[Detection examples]
— START —

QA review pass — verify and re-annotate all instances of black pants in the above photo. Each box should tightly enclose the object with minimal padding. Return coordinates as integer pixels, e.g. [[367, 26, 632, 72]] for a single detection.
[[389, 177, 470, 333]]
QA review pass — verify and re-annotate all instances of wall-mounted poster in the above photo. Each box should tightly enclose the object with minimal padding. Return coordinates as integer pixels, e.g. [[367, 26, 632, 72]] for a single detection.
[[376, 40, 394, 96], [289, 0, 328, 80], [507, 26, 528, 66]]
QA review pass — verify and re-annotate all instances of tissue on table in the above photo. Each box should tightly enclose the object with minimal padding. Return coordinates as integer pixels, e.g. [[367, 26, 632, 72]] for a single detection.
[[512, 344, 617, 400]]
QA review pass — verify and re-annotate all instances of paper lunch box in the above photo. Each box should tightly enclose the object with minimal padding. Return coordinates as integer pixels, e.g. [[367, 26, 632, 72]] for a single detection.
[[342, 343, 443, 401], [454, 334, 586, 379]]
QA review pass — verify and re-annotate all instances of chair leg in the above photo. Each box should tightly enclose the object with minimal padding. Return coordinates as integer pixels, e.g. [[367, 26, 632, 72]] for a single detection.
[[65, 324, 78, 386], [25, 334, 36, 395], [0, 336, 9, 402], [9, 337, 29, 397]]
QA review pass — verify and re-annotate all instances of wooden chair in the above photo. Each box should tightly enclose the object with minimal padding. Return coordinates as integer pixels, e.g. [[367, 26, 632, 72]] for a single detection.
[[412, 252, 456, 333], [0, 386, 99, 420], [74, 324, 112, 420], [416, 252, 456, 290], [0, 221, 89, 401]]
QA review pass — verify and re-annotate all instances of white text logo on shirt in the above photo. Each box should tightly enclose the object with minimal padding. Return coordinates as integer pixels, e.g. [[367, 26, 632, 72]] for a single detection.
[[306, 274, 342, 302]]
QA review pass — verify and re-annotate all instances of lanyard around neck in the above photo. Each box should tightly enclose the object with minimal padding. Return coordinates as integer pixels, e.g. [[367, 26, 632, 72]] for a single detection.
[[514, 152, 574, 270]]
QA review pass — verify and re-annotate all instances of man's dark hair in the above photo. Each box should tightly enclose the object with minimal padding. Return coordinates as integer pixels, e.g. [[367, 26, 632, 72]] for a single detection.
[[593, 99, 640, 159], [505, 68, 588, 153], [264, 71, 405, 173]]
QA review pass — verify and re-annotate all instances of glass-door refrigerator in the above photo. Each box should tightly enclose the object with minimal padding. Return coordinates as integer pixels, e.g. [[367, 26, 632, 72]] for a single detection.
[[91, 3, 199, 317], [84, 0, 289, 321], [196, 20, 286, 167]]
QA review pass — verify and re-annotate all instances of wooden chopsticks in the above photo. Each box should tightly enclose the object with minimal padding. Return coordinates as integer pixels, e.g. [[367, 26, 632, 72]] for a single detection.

— END —

- [Task description]: Copy out the lines from the start of the records through the line containing "[[342, 343, 443, 401], [454, 334, 586, 379]]", both ends included. Leave the requests unchanged, and increase every bounding box coordinate in the answers by 62.

- [Response for this exercise]:
QA review pass — verify and re-annotate all instances of black pants in the above photo. Each box should tightly enclose the object with minimal padding. Return coordinates as integer pixels, e.g. [[367, 26, 632, 72]] for a single detection.
[[451, 239, 532, 395]]
QA review pass — verify and re-annotate all instances of wall-mounted poster in the above photo. Each box should tightly enclose the object with minimal padding. Return coordinates as integer pixels, e.g. [[367, 26, 632, 72]] for a single detection.
[[438, 102, 456, 158], [351, 62, 390, 142], [569, 88, 590, 128]]
QA review pass — verify and re-annotate all instances of tissue on table in the above photo. Each box should tightly enclose the object with minimal padding. Return coordinates as integer pixels, e.g. [[367, 26, 632, 72]] for a single detection.
[[574, 406, 679, 462]]
QA review pass — verify and re-annotate all instances of paper lunch box in the above photo. Each box should tightly enclose the object with minimal padding. Return coordinates as integer pixels, e.g. [[367, 26, 632, 72]] for a single detection.
[[404, 405, 505, 463], [516, 396, 648, 441]]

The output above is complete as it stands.